- **Tasks to perform**:
**a)** From the massage tips, quote the text from "Get a good night’s" up to and including "details are important.".
**b)** In the massage tips, shorten the paragraph beginning "Communicate with your therapist about pressure" and keep its main facts.
**c)** According to the massage tips, why should you stop drinking water a couple of hours before the massage?

- **Reading text**:
++++++

Hydrate, hydrate, hydrate. Drink lots of water and take some electrolytes.
Eat whole anti-inflammatory foods.
Get a good night’s sleep
Day of massage:
Continue to hydrate but stop a couple of hours before the massage so it isn’t interrupted with a potty break.
Leave your house in plenty of time to arrive on time or even a little early. When you arrived rushed it takes longer to relax.
Be sure to tell your therapist everything that you would like addressed and everything that is going on with your body. Don’t leave anything out. The details are important.
During your massage:
As you wait for your massage therapist to enter the room take long, slow, deep breaths. This allows your mind to move out of fight and flight mode and into rest and digest mode. Now your mind is relaxed and ready for the massage.
Communicate with your therapist about pressure. We really want to know if the pressure is good for you. We wish we were psychic but sadly we are not. And every person is different, so we won’t know if the pressure is right for you unless you tell us.

++++++

- **Listed records**:
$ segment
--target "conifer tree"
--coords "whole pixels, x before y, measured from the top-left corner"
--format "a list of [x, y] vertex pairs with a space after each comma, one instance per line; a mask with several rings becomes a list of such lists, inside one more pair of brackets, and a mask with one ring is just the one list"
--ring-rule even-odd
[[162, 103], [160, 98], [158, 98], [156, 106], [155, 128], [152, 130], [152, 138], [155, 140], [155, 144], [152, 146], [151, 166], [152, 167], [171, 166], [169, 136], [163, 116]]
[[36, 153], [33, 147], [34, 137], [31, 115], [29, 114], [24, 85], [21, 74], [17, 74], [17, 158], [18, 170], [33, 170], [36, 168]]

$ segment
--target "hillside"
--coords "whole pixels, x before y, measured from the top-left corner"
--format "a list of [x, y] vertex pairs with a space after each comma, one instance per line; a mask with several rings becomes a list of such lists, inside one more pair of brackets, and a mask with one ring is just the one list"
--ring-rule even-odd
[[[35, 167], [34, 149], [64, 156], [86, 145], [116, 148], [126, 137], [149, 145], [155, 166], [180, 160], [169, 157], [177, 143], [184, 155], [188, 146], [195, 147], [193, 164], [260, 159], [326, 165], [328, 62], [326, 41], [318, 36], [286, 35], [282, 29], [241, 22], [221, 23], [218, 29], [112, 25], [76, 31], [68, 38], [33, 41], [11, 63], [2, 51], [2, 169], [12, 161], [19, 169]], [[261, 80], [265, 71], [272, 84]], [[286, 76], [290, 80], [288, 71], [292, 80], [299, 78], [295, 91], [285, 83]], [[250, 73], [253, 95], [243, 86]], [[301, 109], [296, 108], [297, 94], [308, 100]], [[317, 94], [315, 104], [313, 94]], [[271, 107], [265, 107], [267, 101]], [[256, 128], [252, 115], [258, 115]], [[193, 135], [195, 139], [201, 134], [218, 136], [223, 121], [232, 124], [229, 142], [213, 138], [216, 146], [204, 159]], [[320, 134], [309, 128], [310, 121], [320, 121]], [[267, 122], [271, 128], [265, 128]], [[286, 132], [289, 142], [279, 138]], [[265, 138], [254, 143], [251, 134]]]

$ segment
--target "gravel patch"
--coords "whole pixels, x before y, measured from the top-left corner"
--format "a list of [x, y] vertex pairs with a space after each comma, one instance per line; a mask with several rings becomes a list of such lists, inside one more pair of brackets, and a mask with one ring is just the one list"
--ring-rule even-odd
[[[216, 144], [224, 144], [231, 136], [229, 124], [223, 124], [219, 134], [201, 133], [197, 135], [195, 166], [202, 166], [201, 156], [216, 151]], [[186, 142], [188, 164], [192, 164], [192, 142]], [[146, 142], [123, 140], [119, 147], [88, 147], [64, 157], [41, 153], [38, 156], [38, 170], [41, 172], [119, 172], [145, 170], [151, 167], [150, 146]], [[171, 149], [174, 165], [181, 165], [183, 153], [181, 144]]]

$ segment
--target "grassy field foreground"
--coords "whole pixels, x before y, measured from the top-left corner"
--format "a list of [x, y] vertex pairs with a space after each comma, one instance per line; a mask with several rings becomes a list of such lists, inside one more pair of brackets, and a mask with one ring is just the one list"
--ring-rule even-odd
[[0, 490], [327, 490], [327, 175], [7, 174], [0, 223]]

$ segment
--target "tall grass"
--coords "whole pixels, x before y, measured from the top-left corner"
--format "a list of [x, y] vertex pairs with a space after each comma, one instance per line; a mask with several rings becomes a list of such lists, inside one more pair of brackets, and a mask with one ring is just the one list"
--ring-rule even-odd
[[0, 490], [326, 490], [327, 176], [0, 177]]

++++++

- **Response list**:
**a)**
Get a good night’s sleep
Day of massage:
Continue to hydrate but stop a couple of hours before the massage so it isn’t interrupted with a potty break.
Leave your house in plenty of time to arrive on time or even a little early. When you arrived rushed it takes longer to relax.
Be sure to tell your therapist everything that you would like addressed and everything that is going on with your body. Don’t leave anything out. The details are important.

**b)** Tell your therapist whether the pressure feels right. Therapists want to know but can't read minds, and every person is different, so they only know the pressure suits you if you say so.

**c)** So the massage isn't interrupted with a potty break.